━━━━━ Input material

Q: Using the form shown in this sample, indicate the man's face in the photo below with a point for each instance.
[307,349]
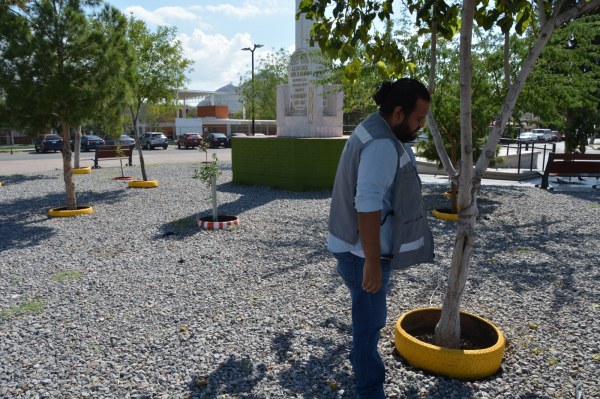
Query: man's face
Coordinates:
[406,128]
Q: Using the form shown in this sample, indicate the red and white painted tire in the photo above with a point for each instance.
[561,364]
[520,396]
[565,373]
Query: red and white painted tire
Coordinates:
[225,222]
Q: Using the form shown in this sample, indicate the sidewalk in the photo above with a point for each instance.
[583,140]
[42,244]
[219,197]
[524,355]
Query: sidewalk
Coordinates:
[522,177]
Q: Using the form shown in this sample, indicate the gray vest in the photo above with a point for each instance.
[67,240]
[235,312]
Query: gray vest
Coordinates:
[412,237]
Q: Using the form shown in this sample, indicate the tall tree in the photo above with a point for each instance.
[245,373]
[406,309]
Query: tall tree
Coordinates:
[159,70]
[271,71]
[59,61]
[351,22]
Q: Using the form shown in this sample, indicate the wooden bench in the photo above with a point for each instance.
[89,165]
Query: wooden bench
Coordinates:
[571,165]
[110,152]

━━━━━━━━━━

[What you are asked to do] Every line above that includes the word "Using" must appear in the answer.

[Exercise response]
Q: Using the form shown in this sample, indicate the man's face in the photo below with a point for each instance.
Q: Using the form shown in this sample, indicate the red and white painted tire in the photo above with a point for each instance.
Q: Using the form shown in this sample, indicate the sidewalk in the photo above with a point for each instance.
Q: Using the form shown in this sample, indicate the gray vest in the photo above with a point for each instance.
Q: Using the form shown in this sample, indicate the tall tree in the photo above with a point for each instance.
Q: Using the form shown in this sample, indicate the wooden bench in the photo above with a point for each instance.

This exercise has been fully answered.